INSTRUCTIONS FOR THE TASK: Write out each of the following records word for word, keeping every line as it appears.
___ RECORD LIST ___
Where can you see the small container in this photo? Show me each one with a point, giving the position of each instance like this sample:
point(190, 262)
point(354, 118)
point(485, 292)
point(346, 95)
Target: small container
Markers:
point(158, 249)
___
RIGHT ANSWER:
Where can you see the small container in this photo? Show me each one with a point, giving the position of each instance like this sample:
point(190, 262)
point(354, 118)
point(485, 292)
point(346, 95)
Target: small container
Markers:
point(158, 249)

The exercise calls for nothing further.